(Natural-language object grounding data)
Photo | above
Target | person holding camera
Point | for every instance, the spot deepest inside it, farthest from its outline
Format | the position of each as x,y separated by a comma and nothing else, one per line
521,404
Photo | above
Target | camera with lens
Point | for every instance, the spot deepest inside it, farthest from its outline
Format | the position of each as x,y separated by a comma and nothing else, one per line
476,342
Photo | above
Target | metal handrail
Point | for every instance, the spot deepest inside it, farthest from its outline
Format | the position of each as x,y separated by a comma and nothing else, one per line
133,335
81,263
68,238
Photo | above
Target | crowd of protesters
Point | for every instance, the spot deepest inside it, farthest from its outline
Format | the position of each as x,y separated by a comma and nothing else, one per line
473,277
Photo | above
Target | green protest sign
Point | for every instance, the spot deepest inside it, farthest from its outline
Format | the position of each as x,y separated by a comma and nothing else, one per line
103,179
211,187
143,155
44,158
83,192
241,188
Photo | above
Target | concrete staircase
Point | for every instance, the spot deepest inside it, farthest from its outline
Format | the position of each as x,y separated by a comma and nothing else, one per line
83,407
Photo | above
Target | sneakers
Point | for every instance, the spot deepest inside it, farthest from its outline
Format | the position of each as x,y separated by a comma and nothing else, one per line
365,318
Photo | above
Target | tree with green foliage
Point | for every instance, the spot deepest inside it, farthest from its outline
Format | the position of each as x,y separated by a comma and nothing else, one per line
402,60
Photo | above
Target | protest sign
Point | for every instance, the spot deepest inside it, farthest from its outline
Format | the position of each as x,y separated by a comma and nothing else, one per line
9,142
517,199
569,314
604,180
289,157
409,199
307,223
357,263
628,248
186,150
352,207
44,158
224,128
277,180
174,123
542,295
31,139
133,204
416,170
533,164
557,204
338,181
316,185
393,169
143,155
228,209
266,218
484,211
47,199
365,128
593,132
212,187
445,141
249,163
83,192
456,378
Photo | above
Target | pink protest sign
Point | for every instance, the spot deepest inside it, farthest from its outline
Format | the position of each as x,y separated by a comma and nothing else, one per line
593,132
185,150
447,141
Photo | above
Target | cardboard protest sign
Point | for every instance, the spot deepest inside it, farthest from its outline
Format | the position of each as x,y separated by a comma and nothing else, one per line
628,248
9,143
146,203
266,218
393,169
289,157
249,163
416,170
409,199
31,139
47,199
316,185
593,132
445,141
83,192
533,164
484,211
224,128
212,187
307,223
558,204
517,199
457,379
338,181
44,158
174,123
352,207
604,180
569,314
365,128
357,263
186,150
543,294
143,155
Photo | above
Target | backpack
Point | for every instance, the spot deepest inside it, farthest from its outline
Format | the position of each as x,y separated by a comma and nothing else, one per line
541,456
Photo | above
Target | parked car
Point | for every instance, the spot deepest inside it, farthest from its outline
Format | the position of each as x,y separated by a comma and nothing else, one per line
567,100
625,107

*Try it:* Line count for "sign": count the lines in the records above that hold this word, and give only the number.

*Worked solution:* 4